MADRID — Nudged by the United States, international donors came through with pledges of $19 billion in grants and loans Friday to rebuild Iraq but were falling short of the estimated $56 billion needed to rebuild the country.

After the $20 billion package now before the U.S. Congress, Japan offered the biggest pledge: $1.5 billion in grants for 2004 and $3.5 billion in loans for 2005-2007, Foreign Minister Yoriko Kawaguchi said.

The amount will account for roughly 10 percent of the $55 billion in reconstruction costs estimated by the World Bank.

“Reconstruction of Iraq is vital for peace and stability of the Middle East region,” Chief Cabinet Secretary Yasuo Fukuda said. “The world community must unite to work on Iraqi reconstruction.”

The grant will be used to cover basic needs, such as providing electricity, water, sanitary and medical assistance, as well as for education-related assistance.

The government decided that aid in the initial year should be provided in the form of grants, as there is no formal government in Iraq at the moment, Fukuda said.

“But once the Iraqi government is established, we can negotiate with that government regarding loans, and Iraq is expected to be able to make repayments with its oil revenues,” he said.

Saudi Arabia pledged $500 million through the Saudi Development Fund, with another $500 million to be used to “finance and guarantee exports to Iraq.”

Italy added 200 million euros ($232 million) over three years, in addition to the 3,000 troops it has stationed in Iraq.

# # #

Activity list -
A. According to the article on Iraq reconstruction pledges, why did Japan's government decide to give its first-year aid as grants instead of loans? Answer in one to three sentences.
B. Please return a passage from the article on Iraq reconstruction pledges word for word, beginning at the words "The amount will" and stopping after the words "for education-related assistance.".
None of the tasks require the records.

Point-per-instance localization records -
# # #

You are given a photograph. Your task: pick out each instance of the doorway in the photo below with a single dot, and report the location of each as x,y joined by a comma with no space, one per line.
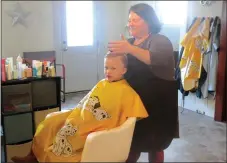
75,37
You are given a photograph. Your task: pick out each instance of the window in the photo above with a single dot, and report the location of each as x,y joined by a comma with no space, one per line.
172,12
79,23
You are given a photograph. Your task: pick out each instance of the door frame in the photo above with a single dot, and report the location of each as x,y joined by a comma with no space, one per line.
221,73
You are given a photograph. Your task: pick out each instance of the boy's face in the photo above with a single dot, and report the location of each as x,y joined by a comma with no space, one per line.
114,68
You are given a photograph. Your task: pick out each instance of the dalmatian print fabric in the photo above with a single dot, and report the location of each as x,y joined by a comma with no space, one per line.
61,145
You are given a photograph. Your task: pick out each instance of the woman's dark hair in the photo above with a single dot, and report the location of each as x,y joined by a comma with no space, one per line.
147,13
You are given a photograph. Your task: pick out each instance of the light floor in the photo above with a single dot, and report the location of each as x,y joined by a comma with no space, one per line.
201,138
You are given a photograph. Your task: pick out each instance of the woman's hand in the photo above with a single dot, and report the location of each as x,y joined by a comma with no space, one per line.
120,47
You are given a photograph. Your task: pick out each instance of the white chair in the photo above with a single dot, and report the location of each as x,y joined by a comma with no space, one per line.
109,145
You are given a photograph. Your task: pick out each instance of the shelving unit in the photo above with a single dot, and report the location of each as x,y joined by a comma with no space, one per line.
25,103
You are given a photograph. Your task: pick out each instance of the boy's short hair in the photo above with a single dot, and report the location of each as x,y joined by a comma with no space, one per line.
124,58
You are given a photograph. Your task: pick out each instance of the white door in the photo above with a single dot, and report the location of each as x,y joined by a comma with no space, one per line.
79,44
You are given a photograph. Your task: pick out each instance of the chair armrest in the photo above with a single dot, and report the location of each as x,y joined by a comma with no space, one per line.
55,113
109,145
63,69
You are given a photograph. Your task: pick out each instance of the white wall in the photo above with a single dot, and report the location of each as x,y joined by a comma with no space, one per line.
108,27
37,36
192,102
43,31
170,31
176,33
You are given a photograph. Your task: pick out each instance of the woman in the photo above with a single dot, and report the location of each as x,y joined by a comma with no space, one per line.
151,74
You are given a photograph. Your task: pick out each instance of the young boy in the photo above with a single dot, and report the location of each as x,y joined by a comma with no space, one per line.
61,138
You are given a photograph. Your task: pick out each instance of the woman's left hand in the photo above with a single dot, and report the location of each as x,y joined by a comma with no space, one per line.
120,47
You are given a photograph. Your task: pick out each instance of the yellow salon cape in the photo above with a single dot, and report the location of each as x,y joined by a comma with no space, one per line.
195,44
61,138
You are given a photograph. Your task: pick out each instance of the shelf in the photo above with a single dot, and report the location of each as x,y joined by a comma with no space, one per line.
26,103
27,80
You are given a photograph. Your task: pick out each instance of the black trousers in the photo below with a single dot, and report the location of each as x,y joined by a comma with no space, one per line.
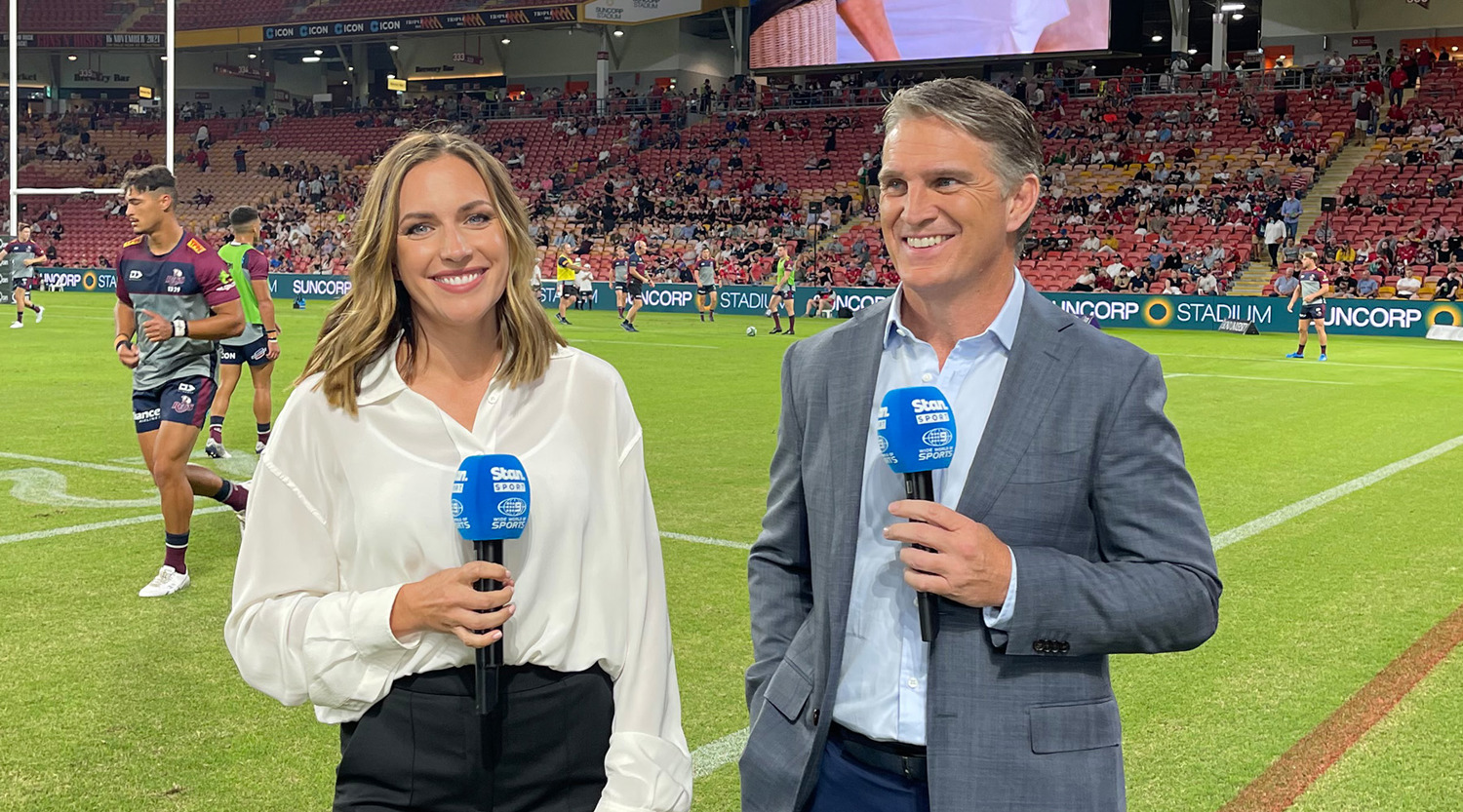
423,748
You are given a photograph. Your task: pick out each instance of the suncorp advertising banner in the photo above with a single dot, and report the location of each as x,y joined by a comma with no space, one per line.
737,300
1343,316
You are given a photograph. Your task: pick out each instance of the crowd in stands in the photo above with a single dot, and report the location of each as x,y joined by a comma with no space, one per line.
1156,193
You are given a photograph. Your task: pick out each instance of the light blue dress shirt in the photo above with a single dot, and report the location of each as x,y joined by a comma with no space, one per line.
886,665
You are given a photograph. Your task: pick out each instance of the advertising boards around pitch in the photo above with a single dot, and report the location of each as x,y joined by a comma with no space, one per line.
1343,316
734,300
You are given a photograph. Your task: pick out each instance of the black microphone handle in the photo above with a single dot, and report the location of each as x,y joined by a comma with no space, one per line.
921,484
491,656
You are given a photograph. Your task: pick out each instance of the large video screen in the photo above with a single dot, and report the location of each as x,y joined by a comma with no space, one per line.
822,32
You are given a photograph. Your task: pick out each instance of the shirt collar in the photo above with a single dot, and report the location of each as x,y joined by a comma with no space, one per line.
1003,327
380,379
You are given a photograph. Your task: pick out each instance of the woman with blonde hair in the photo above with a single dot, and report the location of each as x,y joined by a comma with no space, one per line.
354,592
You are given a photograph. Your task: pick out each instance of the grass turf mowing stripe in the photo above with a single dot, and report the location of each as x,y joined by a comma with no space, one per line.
1330,495
199,511
1292,362
714,759
1289,776
714,755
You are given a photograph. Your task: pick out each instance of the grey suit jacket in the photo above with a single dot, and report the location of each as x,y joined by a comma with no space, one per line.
1082,475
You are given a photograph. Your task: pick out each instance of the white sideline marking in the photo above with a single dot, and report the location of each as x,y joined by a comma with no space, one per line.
711,756
1456,370
644,342
1257,377
75,464
707,540
99,525
44,486
1330,495
714,755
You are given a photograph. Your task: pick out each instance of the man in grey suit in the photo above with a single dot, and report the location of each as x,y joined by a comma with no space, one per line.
1067,525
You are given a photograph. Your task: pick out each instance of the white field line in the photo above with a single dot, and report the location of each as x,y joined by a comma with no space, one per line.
1257,377
75,464
1295,362
707,540
1330,495
99,525
643,342
714,755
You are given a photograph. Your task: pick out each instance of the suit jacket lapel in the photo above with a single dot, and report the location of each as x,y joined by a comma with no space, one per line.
850,404
1027,388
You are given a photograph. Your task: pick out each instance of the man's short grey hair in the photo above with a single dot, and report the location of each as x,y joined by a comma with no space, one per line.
986,114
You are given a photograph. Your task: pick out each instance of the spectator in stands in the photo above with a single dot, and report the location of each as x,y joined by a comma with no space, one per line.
1275,234
1085,281
1407,286
1447,289
1290,211
1398,81
1289,251
1439,237
1285,284
1366,286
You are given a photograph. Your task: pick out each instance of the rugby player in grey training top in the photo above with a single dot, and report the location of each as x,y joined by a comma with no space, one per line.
1311,291
23,256
175,301
707,286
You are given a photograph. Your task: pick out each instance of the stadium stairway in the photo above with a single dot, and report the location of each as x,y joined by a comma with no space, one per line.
1328,186
1330,183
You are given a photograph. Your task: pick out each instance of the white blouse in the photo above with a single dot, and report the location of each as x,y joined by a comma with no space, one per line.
344,511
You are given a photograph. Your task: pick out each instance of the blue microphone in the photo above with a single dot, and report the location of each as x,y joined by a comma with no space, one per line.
916,437
489,504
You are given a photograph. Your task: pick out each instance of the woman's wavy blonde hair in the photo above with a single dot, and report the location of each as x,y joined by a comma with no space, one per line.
368,319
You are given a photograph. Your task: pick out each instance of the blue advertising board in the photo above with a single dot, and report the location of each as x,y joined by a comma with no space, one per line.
1345,316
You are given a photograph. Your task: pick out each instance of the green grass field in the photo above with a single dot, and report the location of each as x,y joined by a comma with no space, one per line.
114,703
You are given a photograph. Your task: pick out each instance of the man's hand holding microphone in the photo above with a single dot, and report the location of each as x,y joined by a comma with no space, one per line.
945,552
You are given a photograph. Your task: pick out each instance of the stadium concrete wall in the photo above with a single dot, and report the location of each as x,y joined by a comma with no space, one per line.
1345,316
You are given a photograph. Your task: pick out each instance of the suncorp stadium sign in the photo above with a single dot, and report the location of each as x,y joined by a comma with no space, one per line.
1345,316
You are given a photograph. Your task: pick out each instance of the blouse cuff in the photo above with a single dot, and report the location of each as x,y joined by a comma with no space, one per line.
646,774
371,627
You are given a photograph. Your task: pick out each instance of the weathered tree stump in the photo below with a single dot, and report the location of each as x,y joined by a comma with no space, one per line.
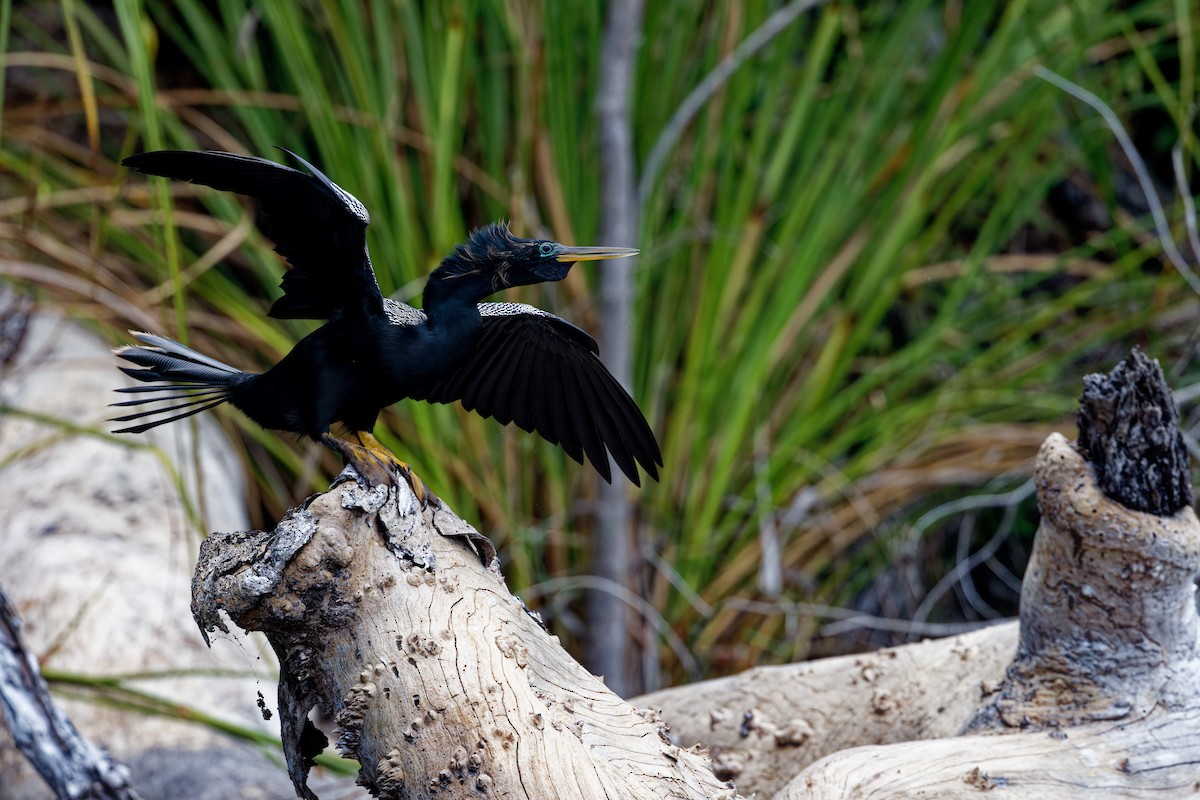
441,681
1103,695
443,684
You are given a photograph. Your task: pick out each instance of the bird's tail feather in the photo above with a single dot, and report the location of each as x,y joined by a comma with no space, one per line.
179,373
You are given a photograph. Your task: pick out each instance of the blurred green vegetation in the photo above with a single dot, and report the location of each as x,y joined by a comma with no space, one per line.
875,266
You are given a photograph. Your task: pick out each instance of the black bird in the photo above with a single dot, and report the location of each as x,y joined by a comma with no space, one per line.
510,361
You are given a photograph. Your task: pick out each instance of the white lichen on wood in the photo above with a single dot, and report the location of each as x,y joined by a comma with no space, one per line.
438,678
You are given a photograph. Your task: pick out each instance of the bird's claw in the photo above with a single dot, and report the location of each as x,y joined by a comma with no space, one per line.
378,465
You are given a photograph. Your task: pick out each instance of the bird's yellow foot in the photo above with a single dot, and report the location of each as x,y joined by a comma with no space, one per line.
376,463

# # #

Solution set -
A. Japan chose grants for the initial year because Iraq had no formal government at the time. Once an Iraqi government is established, Japan can negotiate loans with it, and Iraq is expected to repay them with its oil revenues.

B.
The amount will account for roughly 10 percent of the $55 billion in reconstruction costs estimated by the World Bank.

“Reconstruction of Iraq is vital for peace and stability of the Middle East region,” Chief Cabinet Secretary Yasuo Fukuda said. “The world community must unite to work on Iraqi reconstruction.”

The grant will be used to cover basic needs, such as providing electricity, water, sanitary and medical assistance, as well as for education-related assistance.